### Extracted information
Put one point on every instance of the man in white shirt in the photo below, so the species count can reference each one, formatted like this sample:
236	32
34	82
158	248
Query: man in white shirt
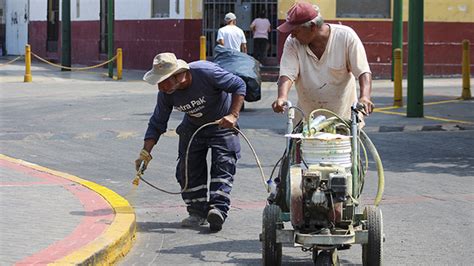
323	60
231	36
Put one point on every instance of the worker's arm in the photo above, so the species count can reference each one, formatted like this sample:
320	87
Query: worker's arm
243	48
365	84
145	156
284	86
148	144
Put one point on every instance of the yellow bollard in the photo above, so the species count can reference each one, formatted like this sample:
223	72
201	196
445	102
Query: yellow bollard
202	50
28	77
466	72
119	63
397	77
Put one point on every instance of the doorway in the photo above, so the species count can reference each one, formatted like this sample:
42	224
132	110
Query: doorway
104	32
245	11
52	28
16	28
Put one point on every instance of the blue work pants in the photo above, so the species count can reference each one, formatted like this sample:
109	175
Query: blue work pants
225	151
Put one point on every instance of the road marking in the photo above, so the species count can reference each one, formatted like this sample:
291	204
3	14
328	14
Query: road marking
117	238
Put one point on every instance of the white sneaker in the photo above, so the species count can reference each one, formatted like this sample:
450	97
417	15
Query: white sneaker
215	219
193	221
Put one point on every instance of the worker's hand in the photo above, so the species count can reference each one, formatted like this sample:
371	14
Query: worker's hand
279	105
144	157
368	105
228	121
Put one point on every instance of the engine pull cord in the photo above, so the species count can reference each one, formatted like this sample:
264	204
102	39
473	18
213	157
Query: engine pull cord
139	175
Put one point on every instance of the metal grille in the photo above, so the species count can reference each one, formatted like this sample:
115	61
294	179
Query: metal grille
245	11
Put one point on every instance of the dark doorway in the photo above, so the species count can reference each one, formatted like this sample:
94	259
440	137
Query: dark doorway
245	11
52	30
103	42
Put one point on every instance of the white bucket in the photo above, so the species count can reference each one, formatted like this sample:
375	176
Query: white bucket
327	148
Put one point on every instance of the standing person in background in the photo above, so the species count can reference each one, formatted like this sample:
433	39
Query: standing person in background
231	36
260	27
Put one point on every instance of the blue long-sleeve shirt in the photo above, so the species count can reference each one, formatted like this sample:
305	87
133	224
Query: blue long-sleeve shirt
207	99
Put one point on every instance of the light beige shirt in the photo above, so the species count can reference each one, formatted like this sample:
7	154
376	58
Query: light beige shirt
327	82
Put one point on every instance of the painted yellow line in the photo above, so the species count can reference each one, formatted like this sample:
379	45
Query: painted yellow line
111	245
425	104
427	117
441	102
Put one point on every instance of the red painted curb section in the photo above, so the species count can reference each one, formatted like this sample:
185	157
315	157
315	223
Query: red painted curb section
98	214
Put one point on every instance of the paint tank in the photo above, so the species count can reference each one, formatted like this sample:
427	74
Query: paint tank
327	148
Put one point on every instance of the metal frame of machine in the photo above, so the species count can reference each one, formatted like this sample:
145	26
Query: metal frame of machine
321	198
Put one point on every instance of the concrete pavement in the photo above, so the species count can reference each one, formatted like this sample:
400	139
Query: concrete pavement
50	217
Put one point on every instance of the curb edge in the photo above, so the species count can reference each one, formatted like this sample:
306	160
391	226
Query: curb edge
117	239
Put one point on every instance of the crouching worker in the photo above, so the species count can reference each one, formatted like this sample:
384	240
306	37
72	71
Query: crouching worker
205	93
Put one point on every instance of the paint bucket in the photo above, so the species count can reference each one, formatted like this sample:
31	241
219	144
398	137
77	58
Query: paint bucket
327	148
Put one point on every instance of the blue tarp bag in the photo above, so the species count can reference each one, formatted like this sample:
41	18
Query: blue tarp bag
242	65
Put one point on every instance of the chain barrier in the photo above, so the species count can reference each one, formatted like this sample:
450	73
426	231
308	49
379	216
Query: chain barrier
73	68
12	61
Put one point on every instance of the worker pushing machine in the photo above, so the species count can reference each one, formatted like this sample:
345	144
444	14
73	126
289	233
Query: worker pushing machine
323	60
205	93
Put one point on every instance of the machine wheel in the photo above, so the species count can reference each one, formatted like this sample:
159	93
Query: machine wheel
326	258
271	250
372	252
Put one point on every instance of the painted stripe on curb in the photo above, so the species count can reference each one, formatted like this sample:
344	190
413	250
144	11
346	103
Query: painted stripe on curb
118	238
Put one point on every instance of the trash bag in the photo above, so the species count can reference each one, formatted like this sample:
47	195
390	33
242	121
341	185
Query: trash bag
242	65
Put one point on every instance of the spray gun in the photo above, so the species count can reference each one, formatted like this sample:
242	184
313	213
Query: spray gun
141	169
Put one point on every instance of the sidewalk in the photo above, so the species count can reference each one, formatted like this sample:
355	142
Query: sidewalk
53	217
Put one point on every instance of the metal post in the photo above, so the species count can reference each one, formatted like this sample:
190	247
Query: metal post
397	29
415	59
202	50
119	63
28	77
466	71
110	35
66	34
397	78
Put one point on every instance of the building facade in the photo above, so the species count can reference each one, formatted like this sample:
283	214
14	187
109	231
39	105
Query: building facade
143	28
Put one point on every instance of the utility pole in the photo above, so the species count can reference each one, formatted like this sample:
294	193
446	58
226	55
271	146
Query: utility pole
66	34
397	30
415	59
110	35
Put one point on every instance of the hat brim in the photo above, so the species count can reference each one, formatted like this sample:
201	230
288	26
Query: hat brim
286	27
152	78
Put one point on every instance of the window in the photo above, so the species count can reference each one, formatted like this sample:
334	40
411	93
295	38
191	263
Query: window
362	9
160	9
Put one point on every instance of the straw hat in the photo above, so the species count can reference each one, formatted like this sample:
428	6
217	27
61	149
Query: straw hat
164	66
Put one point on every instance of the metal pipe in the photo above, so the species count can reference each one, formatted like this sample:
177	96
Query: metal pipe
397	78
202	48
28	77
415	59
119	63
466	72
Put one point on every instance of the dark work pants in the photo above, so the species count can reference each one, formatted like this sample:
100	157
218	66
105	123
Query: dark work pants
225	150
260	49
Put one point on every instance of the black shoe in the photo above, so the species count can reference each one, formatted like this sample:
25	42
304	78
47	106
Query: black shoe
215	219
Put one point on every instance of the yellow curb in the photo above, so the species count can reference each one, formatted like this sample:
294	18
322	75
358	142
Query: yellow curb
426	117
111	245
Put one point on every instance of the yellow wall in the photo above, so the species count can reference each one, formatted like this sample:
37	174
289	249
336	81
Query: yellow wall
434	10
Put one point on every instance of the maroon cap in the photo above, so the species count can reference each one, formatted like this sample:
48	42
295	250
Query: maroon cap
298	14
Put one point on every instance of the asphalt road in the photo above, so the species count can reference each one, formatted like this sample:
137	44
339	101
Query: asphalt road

### Set problem
Render the whole listing above as a Markdown table with two columns, Row and Text: Row numbers each line in order and Text holds that line. Skip blank lines and leave the pictures out.

### Exercise answer
| Row | Text |
|---|---|
| 1 | Put one point on every instance of the man in white shirt in the photo below, so the species count can reference each one, formatted like this sample: |
| 2 | 236	32 |
| 3 | 34	82 |
| 4 | 158	248 |
| 5 | Query: man in white shirt |
| 6 | 323	60 |
| 7 | 231	36 |
| 8 | Put one point on every instance of the worker's arm in the photo above, so the species count can reference each one, formatted like this sample: |
| 9 | 320	87 |
| 10 | Query: worker's arm |
| 11 | 243	48 |
| 12 | 365	84 |
| 13 | 145	156 |
| 14 | 284	86 |
| 15 | 148	144 |
| 16 | Put one point on every instance of the yellow bollard in the photo above, so the species count can reference each one, formatted like this sample: |
| 17 | 223	72 |
| 18 | 201	196 |
| 19 | 445	102 |
| 20 | Query: yellow bollard |
| 21 | 202	50 |
| 22 | 28	77 |
| 23 | 466	72 |
| 24 | 119	63 |
| 25 | 397	77 |
| 26 | Put one point on every instance of the doorway in the photo above, so the species count can reference each one, formatted like this sample: |
| 27 | 42	224 |
| 28 | 132	110 |
| 29 | Query: doorway |
| 30 | 104	32 |
| 31 | 245	11 |
| 32 | 52	28 |
| 33 | 16	28 |
| 34 | Put one point on every instance of the blue work pants in the photo above, so the species count can reference each one, formatted like this sample: |
| 35 | 109	175 |
| 36 | Query: blue work pants |
| 37 | 225	151 |
| 38 | Put one point on every instance of the road marking in the photo above, so the species count can reference each one, formatted like this sample: |
| 39 | 291	204 |
| 40 | 3	14 |
| 41 | 328	14 |
| 42 | Query: road marking |
| 43 | 117	238 |
| 44 | Put one point on every instance of the white sneaker in the photo above, so the species count can reference each one, formatted like this sample: |
| 45 | 450	97 |
| 46 | 417	15 |
| 47 | Query: white sneaker |
| 48 | 215	219 |
| 49 | 193	221 |
| 50 | Put one point on every instance of the worker's hand in the photo above, so the species count can reference each one, formatted like this sample: |
| 51 | 371	14 |
| 52 | Query: worker's hand |
| 53 | 279	105 |
| 54 | 144	157 |
| 55 | 368	105 |
| 56 | 228	121 |
| 57 | Put one point on every instance of the engine pull cord in the photo above, so the species count can reference each one, formatted like this sample: |
| 58 | 264	204 |
| 59 | 102	39 |
| 60 | 473	18 |
| 61 | 213	157 |
| 62 | Query: engine pull cord |
| 63 | 139	175 |
| 64 | Put one point on every instance of the metal grille in the photo above, so the species count can reference each one, formatted like this sample: |
| 65 | 115	61 |
| 66 | 294	179 |
| 67 | Query: metal grille |
| 68 | 245	11 |
| 69 | Put one point on every instance of the dark doorway in the photo above, so the species count can reference each one, formatted like this sample: |
| 70 | 94	259 |
| 71 | 440	137 |
| 72 | Query: dark doorway |
| 73 | 245	11 |
| 74 | 52	30 |
| 75 | 103	42 |
| 76 | Put one point on every instance of the white bucket in the photo above, so the species count can reference each one, formatted like this sample: |
| 77 | 375	176 |
| 78 | Query: white bucket |
| 79 | 327	148 |
| 80 | Put one point on every instance of the standing person in background in the photo above, so the species count can reference each one, formatted like this sample: |
| 81 | 433	39 |
| 82 | Query: standing person in background |
| 83 | 231	36 |
| 84 | 260	27 |
| 85 | Put one point on every instance of the blue long-sleeve shirt in the photo above, so the species count can reference each one, formatted like this sample: |
| 86 | 305	87 |
| 87 | 133	224 |
| 88 | Query: blue long-sleeve shirt |
| 89 | 207	99 |
| 90 | Put one point on every instance of the light beige shirt in the photo above, so the species count can reference each one, formatted like this sample: |
| 91 | 7	154 |
| 92 | 376	58 |
| 93 | Query: light beige shirt |
| 94 | 327	82 |
| 95 | Put one point on every instance of the painted yellow line in the photo above, so the species count can reference each one, formatted like this sample: |
| 96 | 379	45 |
| 97 | Query: painted yellow line |
| 98 | 111	245 |
| 99 | 425	104 |
| 100 | 427	117 |
| 101 | 441	102 |
| 102 | Put one point on every instance of the red painted curb section in the photo above, so the species count can reference each one, formatted like this sample: |
| 103 | 185	157 |
| 104 | 315	157 |
| 105 | 315	223 |
| 106 | Query: red painted curb section |
| 107 | 98	214 |
| 108 | Put one point on every instance of the paint tank in the photo above, so the species count can reference each one, formatted like this sample: |
| 109 | 427	74 |
| 110 | Query: paint tank |
| 111 | 327	148 |
| 112 | Put one point on every instance of the metal frame of machine in the photo above, so the species count can reference each one, formatted like this sample: |
| 113 | 145	26 |
| 114 | Query: metal frame of machine |
| 115 | 321	198 |
| 116 | Put one point on every instance of the concrete pavement in the photo above, so the species count can reference each one, formatted like this sample: |
| 117 | 400	139 |
| 118 | Query: concrete pavement |
| 119 | 50	217 |
| 120 | Put one point on every instance of the curb edge in the photo above, so the species count can reference each one, formatted like this sample: |
| 121 | 306	160 |
| 122 | 391	226 |
| 123 | Query: curb edge |
| 124 | 117	239 |
| 125 | Put one point on every instance of the crouching worker in the photo above, so the species count can reference each one, formatted like this sample: |
| 126 | 384	240 |
| 127 | 306	37 |
| 128 | 72	71 |
| 129 | Query: crouching worker |
| 130 | 205	93 |
| 131 | Put one point on every instance of the paint bucket in the photo above, so the species count can reference each one, formatted like this sample: |
| 132 | 31	241 |
| 133 | 219	144 |
| 134 | 398	137 |
| 135 | 77	58 |
| 136 | Query: paint bucket |
| 137 | 327	148 |
| 138 | Put one point on every instance of the blue tarp bag in the photo above, so the species count can reference each one, formatted like this sample: |
| 139 | 41	18 |
| 140 | Query: blue tarp bag |
| 141 | 242	65 |
| 142 | Put one point on every instance of the chain barrier in the photo above, so the species count can reference each one, formatted like this sample: |
| 143 | 450	73 |
| 144 | 426	231 |
| 145 | 308	49 |
| 146 | 379	216 |
| 147 | Query: chain barrier |
| 148 | 73	68 |
| 149 | 12	61 |
| 150 | Put one point on every instance of the worker pushing machine in the photo above, so the species count can reference each one, formatted like this sample: |
| 151 | 345	144 |
| 152 | 444	14 |
| 153 | 73	126 |
| 154 | 289	233 |
| 155 | Query: worker pushing machine |
| 156 | 323	60 |
| 157 | 205	93 |
| 158 | Put one point on every instance of the machine wheel in the photo above, so the species count can reference each one, formatted like this sample: |
| 159 | 159	93 |
| 160 | Query: machine wheel |
| 161 | 326	258 |
| 162 | 271	250 |
| 163 | 372	252 |
| 164 | Put one point on every instance of the painted stripe on curb in the photo above, so the species count can reference each one, formatted like this sample: |
| 165 | 344	190 |
| 166 | 413	250 |
| 167 | 144	11 |
| 168 | 346	103 |
| 169 | Query: painted stripe on curb |
| 170 | 118	238 |
| 171 | Put one point on every instance of the trash bag in the photo above, so the species count can reference each one, formatted like this sample: |
| 172 | 47	195 |
| 173 | 390	33 |
| 174 | 242	121 |
| 175 | 341	185 |
| 176 | Query: trash bag |
| 177 | 242	65 |
| 178 | Put one point on every instance of the spray gun in the photo above, so the species count can reference each one, formatted like this sample: |
| 179 | 242	184 |
| 180 | 313	213 |
| 181 | Query: spray gun |
| 182 | 141	169 |
| 183 | Put one point on every instance of the sidewalk in the photo above, so the species count can reference each one, formatted like this sample: |
| 184 | 355	142 |
| 185 | Query: sidewalk |
| 186 | 53	217 |
| 187 | Put one point on every instance of the metal post in the photo above, so the species count can reference each one, formatted like this sample: |
| 188 | 190	247 |
| 189 | Query: metal post |
| 190 | 397	29 |
| 191 | 415	59 |
| 192 | 202	50 |
| 193 | 119	63 |
| 194 | 28	77 |
| 195 | 466	71 |
| 196 | 110	35 |
| 197 | 66	34 |
| 198 | 397	78 |
| 199 | Put one point on every instance of the building facade in the photo above, so the species count can reference each one, formatted like this sample: |
| 200 | 283	214 |
| 201 | 14	187 |
| 202 | 109	231 |
| 203 | 39	105 |
| 204 | Query: building facade |
| 205 | 143	28 |
| 206 | Put one point on every instance of the utility pole in the photo above, so the species count can reference each one, formatted like this sample: |
| 207 | 294	193 |
| 208 | 446	58 |
| 209 | 226	55 |
| 210 | 271	146 |
| 211 | Query: utility pole |
| 212 | 66	34 |
| 213 | 397	30 |
| 214 | 415	59 |
| 215 | 110	35 |
| 216 | Put one point on every instance of the hat brim in the photo above, so the species count can reference each one, formatted like this sample: |
| 217 | 201	230 |
| 218 | 288	26 |
| 219 | Query: hat brim |
| 220 | 286	27 |
| 221 | 152	78 |
| 222 | Put one point on every instance of the window in the photo above, so the species count can reference each one, formatted like this sample: |
| 223 | 334	40 |
| 224 | 411	93 |
| 225 | 295	38 |
| 226 | 191	263 |
| 227 | Query: window |
| 228 | 362	9 |
| 229 | 160	9 |
| 230 | Put one point on every instance of the straw hat in the photo above, so the species count can reference each one, formatted like this sample: |
| 231 | 428	6 |
| 232 | 217	27 |
| 233 | 61	149 |
| 234 | Query: straw hat |
| 235 | 164	66 |
| 236 | Put one point on every instance of the metal pipe in the photo above, so the species count can reference each one, formatted like this sample: |
| 237 | 177	96 |
| 238 | Query: metal pipe |
| 239 | 397	78 |
| 240 | 202	48 |
| 241 | 28	77 |
| 242 | 415	59 |
| 243 | 119	63 |
| 244 | 466	72 |
| 245 | Put one point on every instance of the dark work pants in the photo above, so the species count can reference each one, formatted like this sample: |
| 246 | 100	157 |
| 247 | 218	66 |
| 248 | 105	123 |
| 249 | Query: dark work pants |
| 250 | 225	150 |
| 251 | 260	49 |
| 252 | Put one point on every instance of the black shoe in the photo above, so the species count can reference each one, formatted like this sample: |
| 253 | 25	42 |
| 254 | 304	78 |
| 255 | 47	106 |
| 256 | Query: black shoe |
| 257 | 215	219 |
| 258 | Put one point on every instance of the yellow curb in the photo above, so the species count can reference each one, formatted like this sample: |
| 259 | 294	18 |
| 260 | 322	75 |
| 261 | 358	142 |
| 262 | Query: yellow curb |
| 263 | 426	117 |
| 264 | 111	245 |
| 265 | Put one point on every instance of the yellow wall in the photo above, so the species count can reference each one, formatted like this sample: |
| 266 | 37	174 |
| 267 | 289	249 |
| 268 | 336	81 |
| 269 | Query: yellow wall |
| 270 | 434	10 |
| 271 | Put one point on every instance of the maroon cap in the photo above, so the species count can reference each one, formatted like this sample: |
| 272 | 48	42 |
| 273 | 295	250 |
| 274 | Query: maroon cap |
| 275 | 298	14 |
| 276 | Put one point on every instance of the asphalt road in the photo above, so the species count can reference each one, formatted like this sample: |
| 277 | 137	44 |
| 278 | 339	101 |
| 279 | Query: asphalt road |